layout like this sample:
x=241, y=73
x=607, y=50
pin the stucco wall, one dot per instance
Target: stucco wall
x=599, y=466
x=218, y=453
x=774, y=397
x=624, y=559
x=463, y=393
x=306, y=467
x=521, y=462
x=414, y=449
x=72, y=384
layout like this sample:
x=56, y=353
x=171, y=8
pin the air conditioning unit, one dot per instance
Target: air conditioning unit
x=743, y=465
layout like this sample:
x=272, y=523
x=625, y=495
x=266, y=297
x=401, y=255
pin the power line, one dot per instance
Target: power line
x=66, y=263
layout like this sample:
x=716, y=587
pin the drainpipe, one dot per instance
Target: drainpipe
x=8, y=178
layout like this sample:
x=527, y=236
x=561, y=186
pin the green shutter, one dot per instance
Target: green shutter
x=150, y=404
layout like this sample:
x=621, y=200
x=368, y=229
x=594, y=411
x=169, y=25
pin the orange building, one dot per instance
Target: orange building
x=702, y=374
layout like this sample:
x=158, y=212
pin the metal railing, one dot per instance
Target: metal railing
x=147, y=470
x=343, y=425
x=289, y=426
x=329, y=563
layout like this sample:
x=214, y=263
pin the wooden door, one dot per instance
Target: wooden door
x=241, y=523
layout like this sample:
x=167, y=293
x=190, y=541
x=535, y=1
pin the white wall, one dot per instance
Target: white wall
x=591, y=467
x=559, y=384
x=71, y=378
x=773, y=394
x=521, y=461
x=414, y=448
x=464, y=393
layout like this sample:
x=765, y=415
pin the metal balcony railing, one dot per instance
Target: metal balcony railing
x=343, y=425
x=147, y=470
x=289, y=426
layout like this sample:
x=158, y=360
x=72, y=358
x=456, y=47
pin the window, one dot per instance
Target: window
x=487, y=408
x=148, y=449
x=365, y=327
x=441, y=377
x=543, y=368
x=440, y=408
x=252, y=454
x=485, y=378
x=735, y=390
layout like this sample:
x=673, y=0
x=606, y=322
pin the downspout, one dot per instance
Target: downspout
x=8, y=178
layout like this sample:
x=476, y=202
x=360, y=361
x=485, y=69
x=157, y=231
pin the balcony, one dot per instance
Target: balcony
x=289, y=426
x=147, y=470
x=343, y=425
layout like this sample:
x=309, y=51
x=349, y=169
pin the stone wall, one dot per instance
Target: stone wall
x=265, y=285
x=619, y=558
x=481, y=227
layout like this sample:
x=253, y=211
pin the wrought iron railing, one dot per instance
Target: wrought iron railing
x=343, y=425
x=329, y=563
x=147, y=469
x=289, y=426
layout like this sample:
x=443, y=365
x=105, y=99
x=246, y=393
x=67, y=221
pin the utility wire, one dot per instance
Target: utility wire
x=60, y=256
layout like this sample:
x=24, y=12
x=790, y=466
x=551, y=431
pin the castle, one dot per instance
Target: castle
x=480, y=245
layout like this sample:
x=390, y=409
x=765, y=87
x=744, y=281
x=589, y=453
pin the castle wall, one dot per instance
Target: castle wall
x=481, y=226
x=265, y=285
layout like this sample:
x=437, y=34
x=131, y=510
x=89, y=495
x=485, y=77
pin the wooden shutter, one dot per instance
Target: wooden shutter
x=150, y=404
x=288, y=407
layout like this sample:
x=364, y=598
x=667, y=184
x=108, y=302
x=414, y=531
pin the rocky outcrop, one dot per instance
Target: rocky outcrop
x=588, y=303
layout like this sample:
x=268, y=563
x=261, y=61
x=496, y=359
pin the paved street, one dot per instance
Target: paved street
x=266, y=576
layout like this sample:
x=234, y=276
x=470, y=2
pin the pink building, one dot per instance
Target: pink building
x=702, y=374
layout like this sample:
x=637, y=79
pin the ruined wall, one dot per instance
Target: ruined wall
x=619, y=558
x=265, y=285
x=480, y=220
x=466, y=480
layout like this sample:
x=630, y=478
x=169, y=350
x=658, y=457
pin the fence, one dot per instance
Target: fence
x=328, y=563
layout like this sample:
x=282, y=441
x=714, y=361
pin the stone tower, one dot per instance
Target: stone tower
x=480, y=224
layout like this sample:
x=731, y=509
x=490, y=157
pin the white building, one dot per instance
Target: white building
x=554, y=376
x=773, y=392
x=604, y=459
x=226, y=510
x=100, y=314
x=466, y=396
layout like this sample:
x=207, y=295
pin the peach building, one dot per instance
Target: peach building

### EXERCISE DIRECTIONS
Write out all of the entries above again, swapping "instance" for "occurrence" wherever it appears and leaving everything else unchanged.

### THE RESULT
layout like this sample:
x=241, y=73
x=607, y=50
pin the stucco wall, one dot per occurrence
Target: stucco wall
x=599, y=466
x=218, y=453
x=774, y=397
x=624, y=559
x=463, y=393
x=306, y=467
x=521, y=462
x=414, y=449
x=72, y=384
layout like this sample:
x=56, y=353
x=171, y=8
pin the air conditioning unit, one dot per occurrence
Target: air conditioning unit
x=743, y=465
layout like this sample:
x=272, y=523
x=625, y=495
x=266, y=297
x=401, y=255
pin the power line, one dot per occurrence
Target: power line
x=66, y=263
layout like this sample:
x=716, y=587
pin the drainpipe, one dot per occurrence
Target: drainpipe
x=8, y=178
layout like this sample:
x=527, y=236
x=561, y=186
pin the green shutter, one dot per occurrence
Target: green shutter
x=150, y=404
layout like this sample:
x=621, y=200
x=368, y=229
x=594, y=411
x=169, y=25
pin the orange building, one dot per occurrence
Target: orange building
x=702, y=374
layout like this sample:
x=158, y=212
pin the metal railing, one dot per occurrence
Target: metal railing
x=147, y=470
x=343, y=425
x=289, y=426
x=329, y=563
layout like this sample:
x=214, y=263
pin the wooden door, one dot per occurrence
Target: wooden door
x=241, y=523
layout like this sample:
x=167, y=293
x=190, y=541
x=535, y=1
pin the white wall, one dot per occurrence
Target: white wall
x=591, y=467
x=559, y=384
x=71, y=378
x=773, y=394
x=521, y=461
x=414, y=448
x=464, y=393
layout like this sample:
x=765, y=415
pin the metal balcony railing, one dot per occurrence
Target: metal balcony railing
x=343, y=425
x=147, y=470
x=289, y=426
layout like this sample:
x=158, y=360
x=72, y=358
x=456, y=47
pin the window, one dot per occurrence
Target: window
x=487, y=408
x=148, y=449
x=365, y=327
x=441, y=377
x=543, y=368
x=440, y=408
x=252, y=454
x=485, y=378
x=735, y=390
layout like this sample:
x=673, y=0
x=606, y=322
pin the downspout, one dot per occurrence
Target: downspout
x=8, y=178
layout like this sample:
x=476, y=202
x=360, y=361
x=485, y=69
x=157, y=231
pin the balcony, one dot per occurrence
Target: balcony
x=289, y=426
x=147, y=470
x=343, y=425
layout like this sample:
x=309, y=51
x=349, y=169
pin the stone wall, one dot per occurrence
Target: stone wall
x=265, y=285
x=619, y=558
x=481, y=227
layout like this sample:
x=253, y=211
pin the wrought iron railing, one dot per occurrence
Target: wrought iron railing
x=343, y=425
x=329, y=563
x=147, y=469
x=289, y=426
layout like this sample:
x=443, y=365
x=105, y=99
x=246, y=393
x=67, y=221
pin the utility wire, one dot per occurrence
Target: utility wire
x=60, y=256
layout like this sample:
x=24, y=12
x=790, y=466
x=551, y=431
pin the castle, one dot per occurrence
Target: castle
x=480, y=245
layout like this sample:
x=390, y=409
x=765, y=87
x=744, y=281
x=589, y=453
pin the castle wall, one dot per occurrence
Target: castle wall
x=481, y=226
x=265, y=285
layout like this sample:
x=437, y=34
x=131, y=510
x=89, y=495
x=485, y=77
pin the wooden shutter, one dot per occurrence
Target: wooden shutter
x=150, y=404
x=288, y=407
layout like this sample:
x=364, y=598
x=667, y=184
x=108, y=302
x=414, y=531
pin the rocky outcrop, one dot per occurrence
Target: rocky outcrop
x=588, y=303
layout like this sample:
x=268, y=563
x=261, y=61
x=496, y=359
pin the paved street, one dot per occurrence
Target: paved street
x=266, y=576
layout like this sample:
x=234, y=276
x=470, y=2
pin the pink building, one dot per occurrence
Target: pink building
x=702, y=374
layout like this sample:
x=637, y=79
pin the ruined wall, one dot per occurrence
Target: ruined wall
x=619, y=558
x=265, y=285
x=480, y=220
x=466, y=480
layout like this sample:
x=630, y=478
x=169, y=350
x=658, y=457
pin the fence, one dot per occurrence
Target: fence
x=328, y=563
layout like this sample:
x=282, y=441
x=714, y=361
pin the stone tower, one dot per occurrence
Target: stone tower
x=480, y=224
layout like this sample:
x=731, y=509
x=490, y=157
pin the white building, one dot per occurrence
Target: white building
x=554, y=376
x=773, y=392
x=604, y=459
x=226, y=510
x=100, y=314
x=466, y=396
layout like this sample:
x=207, y=295
pin the peach building, one dot per occurrence
Target: peach building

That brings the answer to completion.